*Supplied text:*
● ● ● ● ● ● ●

The travel industry was at the forefront of e-commerce. Well before the launch of Travelocity and Expedia in 1996, American Airlines’ eAAsySabre tool was making it easier for people to book flights, hotels and car rentals.
Yet, as the booking process was simplified and personalized, the travel industry wasn’t nearly as fast to harness technology for people-based marketing.
Today, travel brands face stiff competition from online travel agents and third-party booking websites as they battle for share of travel and wallet.
In response, travel brands are working diligently to determine how to best use data and technology to deliver the type of highly relevant and personalized messages that lead to direct bookings.
The answer is within their reach, and once realized, will keep brands top of mind for travelers and build on the travel industry’s legacy of digital innovation.
Moving beyond intent data in 2019
The key to the future of travel brands’ digital transformation lies in their ability to move beyond the use of intent data — behavioral signals and specific browsing activities — to inform marketing programs.

● ● ● ● ● ● ●

*Extracted data:*
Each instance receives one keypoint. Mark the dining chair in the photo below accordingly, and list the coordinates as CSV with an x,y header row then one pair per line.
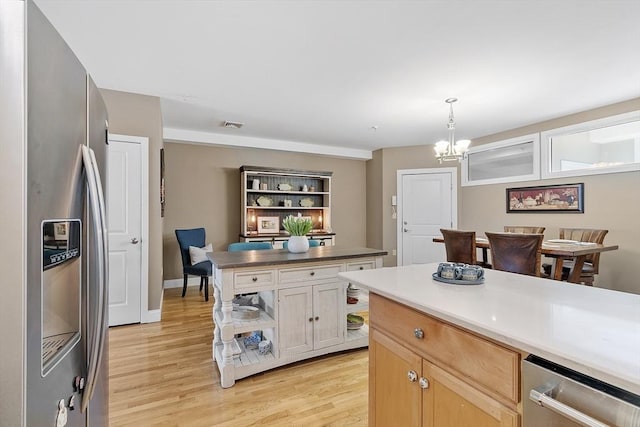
x,y
460,246
592,262
312,243
516,252
248,246
194,237
523,229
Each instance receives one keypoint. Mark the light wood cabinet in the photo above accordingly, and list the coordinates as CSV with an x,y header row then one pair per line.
x,y
273,194
429,373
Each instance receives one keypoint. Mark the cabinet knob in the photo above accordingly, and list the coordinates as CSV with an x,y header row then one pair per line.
x,y
424,383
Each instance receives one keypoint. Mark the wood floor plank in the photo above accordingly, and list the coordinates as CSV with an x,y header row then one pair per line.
x,y
162,374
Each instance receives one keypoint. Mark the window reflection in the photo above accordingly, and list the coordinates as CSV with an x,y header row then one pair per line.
x,y
605,145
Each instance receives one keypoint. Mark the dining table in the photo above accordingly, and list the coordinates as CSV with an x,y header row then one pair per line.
x,y
560,249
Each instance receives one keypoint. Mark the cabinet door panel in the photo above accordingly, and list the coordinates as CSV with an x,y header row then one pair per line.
x,y
295,328
393,399
329,317
449,402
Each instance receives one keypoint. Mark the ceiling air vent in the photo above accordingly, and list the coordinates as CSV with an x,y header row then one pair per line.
x,y
232,125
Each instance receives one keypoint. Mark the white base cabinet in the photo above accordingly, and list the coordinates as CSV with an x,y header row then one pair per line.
x,y
302,307
311,317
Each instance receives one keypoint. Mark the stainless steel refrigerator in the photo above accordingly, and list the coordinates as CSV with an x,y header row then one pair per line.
x,y
53,261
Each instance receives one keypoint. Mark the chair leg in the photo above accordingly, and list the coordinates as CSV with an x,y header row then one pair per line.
x,y
184,287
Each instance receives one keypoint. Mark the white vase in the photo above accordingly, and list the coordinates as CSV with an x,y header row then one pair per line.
x,y
298,244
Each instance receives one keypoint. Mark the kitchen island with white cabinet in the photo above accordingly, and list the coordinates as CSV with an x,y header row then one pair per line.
x,y
440,345
300,304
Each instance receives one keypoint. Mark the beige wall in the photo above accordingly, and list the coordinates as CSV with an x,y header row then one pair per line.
x,y
139,115
611,201
202,186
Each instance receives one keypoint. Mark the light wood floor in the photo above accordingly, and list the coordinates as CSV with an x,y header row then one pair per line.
x,y
162,374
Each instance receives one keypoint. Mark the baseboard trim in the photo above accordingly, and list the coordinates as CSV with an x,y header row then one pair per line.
x,y
151,316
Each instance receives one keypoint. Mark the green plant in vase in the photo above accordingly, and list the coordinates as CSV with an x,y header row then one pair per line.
x,y
298,227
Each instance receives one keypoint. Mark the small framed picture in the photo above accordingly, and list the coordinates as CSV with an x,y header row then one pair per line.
x,y
268,224
546,198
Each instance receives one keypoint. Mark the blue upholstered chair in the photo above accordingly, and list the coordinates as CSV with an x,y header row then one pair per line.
x,y
248,246
194,237
312,243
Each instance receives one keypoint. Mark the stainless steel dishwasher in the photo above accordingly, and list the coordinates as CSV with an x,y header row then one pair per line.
x,y
555,396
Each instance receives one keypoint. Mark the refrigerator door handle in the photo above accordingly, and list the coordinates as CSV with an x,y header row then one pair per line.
x,y
97,209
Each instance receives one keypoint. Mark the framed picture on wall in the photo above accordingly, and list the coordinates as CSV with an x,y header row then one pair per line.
x,y
547,198
268,224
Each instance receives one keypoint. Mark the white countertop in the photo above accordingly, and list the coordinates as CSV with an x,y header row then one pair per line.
x,y
593,331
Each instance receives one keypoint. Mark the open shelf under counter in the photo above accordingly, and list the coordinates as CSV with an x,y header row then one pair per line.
x,y
361,305
293,280
241,326
361,333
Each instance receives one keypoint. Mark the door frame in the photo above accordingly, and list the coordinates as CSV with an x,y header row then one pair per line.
x,y
400,173
145,316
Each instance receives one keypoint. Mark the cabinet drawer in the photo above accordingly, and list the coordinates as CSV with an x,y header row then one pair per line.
x,y
308,274
489,366
254,279
361,265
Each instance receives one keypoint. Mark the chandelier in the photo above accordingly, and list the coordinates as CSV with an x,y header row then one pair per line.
x,y
451,149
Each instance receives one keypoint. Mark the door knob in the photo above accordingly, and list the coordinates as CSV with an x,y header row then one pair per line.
x,y
424,383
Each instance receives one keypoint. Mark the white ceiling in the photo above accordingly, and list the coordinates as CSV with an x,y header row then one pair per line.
x,y
328,72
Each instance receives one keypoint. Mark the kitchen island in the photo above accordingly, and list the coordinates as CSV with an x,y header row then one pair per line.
x,y
470,339
301,306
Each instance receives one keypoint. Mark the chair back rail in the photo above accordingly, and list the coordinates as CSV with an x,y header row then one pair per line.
x,y
460,246
516,252
524,229
586,235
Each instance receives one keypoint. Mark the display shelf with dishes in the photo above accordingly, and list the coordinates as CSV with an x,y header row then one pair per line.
x,y
272,192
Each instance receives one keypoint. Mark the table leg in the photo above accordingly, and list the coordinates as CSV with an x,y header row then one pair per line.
x,y
485,257
557,271
576,271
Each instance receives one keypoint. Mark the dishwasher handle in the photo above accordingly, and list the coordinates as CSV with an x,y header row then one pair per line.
x,y
543,397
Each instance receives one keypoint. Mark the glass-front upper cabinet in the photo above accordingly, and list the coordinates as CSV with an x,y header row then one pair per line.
x,y
511,160
607,145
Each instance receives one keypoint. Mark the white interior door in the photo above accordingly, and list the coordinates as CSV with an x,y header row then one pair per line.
x,y
427,202
125,224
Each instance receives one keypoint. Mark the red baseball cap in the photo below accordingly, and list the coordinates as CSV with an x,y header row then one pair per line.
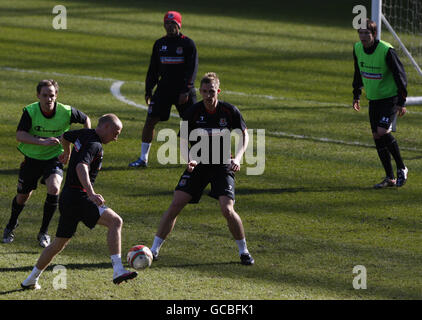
x,y
174,16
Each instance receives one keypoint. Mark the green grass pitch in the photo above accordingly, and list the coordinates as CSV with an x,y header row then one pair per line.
x,y
309,219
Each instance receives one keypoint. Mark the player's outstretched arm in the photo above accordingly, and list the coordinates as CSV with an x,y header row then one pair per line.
x,y
241,148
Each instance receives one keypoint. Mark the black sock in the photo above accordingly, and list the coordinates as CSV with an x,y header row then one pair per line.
x,y
16,211
385,157
50,206
391,143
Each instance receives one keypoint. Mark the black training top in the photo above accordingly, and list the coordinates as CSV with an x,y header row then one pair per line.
x,y
87,149
173,65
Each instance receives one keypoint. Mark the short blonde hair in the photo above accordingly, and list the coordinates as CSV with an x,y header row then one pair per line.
x,y
210,77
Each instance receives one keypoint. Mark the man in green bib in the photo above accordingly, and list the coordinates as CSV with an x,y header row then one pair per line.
x,y
379,70
39,132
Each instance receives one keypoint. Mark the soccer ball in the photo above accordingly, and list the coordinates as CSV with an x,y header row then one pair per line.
x,y
139,257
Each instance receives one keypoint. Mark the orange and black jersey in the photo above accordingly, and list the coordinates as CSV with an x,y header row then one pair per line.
x,y
173,65
87,148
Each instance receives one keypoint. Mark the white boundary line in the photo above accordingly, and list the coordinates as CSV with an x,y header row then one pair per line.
x,y
116,92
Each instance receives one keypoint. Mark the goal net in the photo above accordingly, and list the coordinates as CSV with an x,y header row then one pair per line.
x,y
402,27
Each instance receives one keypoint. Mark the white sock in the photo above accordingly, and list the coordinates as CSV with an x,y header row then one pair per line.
x,y
158,242
116,261
145,147
242,246
33,277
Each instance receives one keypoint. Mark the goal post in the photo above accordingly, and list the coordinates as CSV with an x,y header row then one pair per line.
x,y
400,23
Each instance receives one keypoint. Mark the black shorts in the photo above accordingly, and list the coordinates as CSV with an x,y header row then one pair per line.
x,y
162,101
220,177
75,206
31,170
383,113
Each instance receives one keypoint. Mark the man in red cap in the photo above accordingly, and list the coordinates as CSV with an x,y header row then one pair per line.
x,y
172,70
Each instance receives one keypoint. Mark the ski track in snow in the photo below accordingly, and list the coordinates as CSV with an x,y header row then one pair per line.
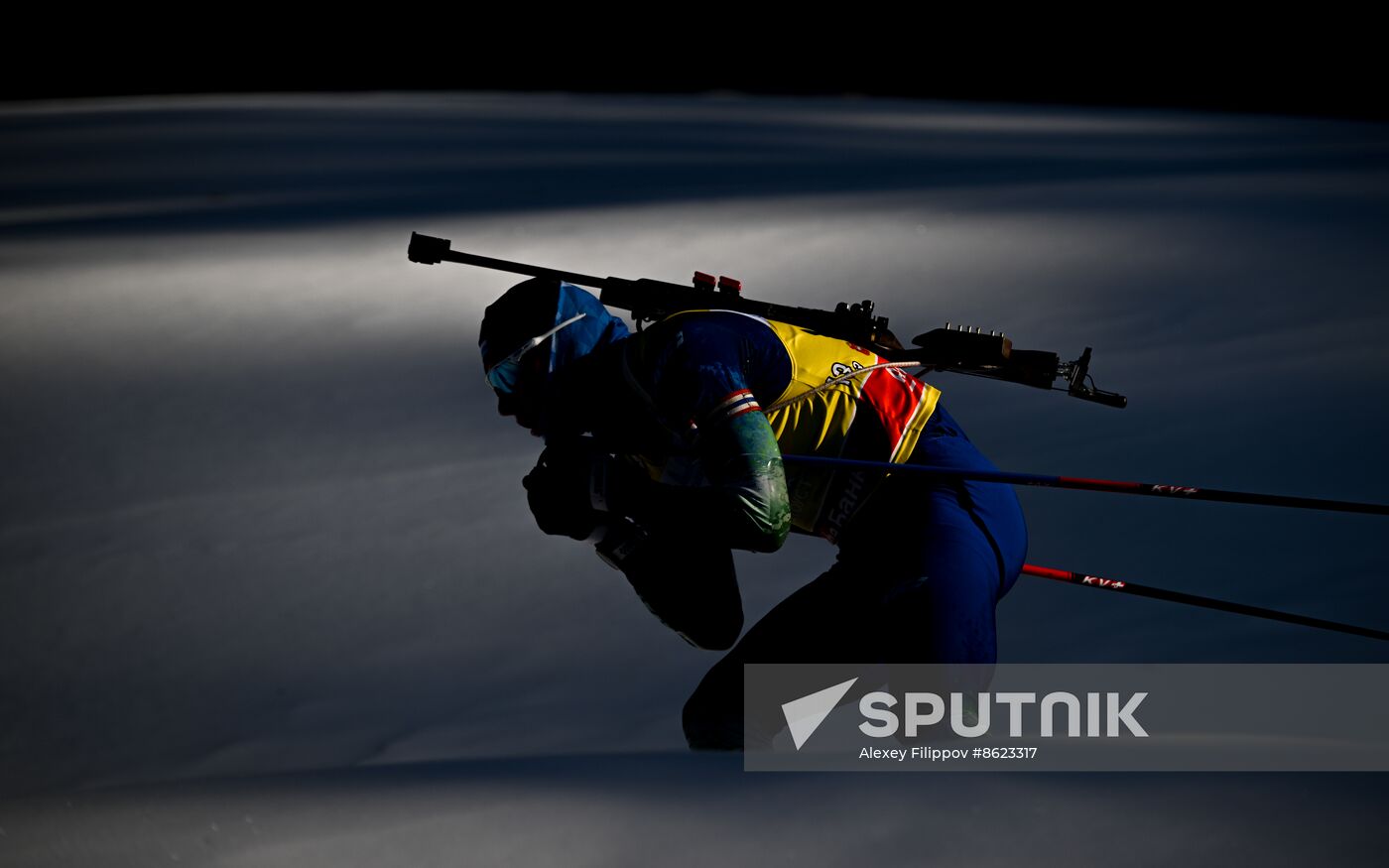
x,y
259,516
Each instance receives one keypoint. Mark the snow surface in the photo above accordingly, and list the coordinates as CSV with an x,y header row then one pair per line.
x,y
257,516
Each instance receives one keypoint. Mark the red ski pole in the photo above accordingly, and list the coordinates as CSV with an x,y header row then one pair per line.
x,y
1173,596
1103,485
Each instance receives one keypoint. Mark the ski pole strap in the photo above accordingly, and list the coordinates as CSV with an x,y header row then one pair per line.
x,y
1173,596
1181,492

● ● ● ● ● ● ●

*Job:* Continue the travel marketing article from its last sentence, carrying on the point about moving beyond intent data.

*Result of this task:*
Yes, intent data provides brands with a valuable opportunity to quickly assume the mindset of a near-term traveler – and travel marketers should take advantage of this.
But on its own, intent data offers a limited perspective of people. It’s when intent data is layered on top of rich person-level insights and individual profiles that travel brands can create meaningful engagements to drive bookings.
Consider the traveler’s journey, which starts at the dreaming phase, continues in the planning and booking phases,and may include upgrades.
Throughout that process, people are using their home computer, smartphone and other devices to look at their options and ultimately book travel. Each phase provides key moments to speak with travelers, and brands must be ready.
“The most important trend over the next few years is [customer] journey mapping – understanding the customer, taking them through a journey and making sure the content that we are providing them is engaging and relevant, and it creates a conversation,” notes Road Scholar vice president of marketing, Steve August.
Gaining a competitive advantage
Traditionally, intent data issued by marketers during the planning phase of the traveler’s journey; it represents a chance to identify qualified, actively-engaged travelers and is imperative to the messaging strategy.
However, at that point brands end up engaged in the most crowded and ferocious battle against their competitors to secure bookings with these travelers.
I regularly speak with travel marketers who struggle to align intent data with an overall strategy and asa result, feel they are losing share to their competitors – and they are.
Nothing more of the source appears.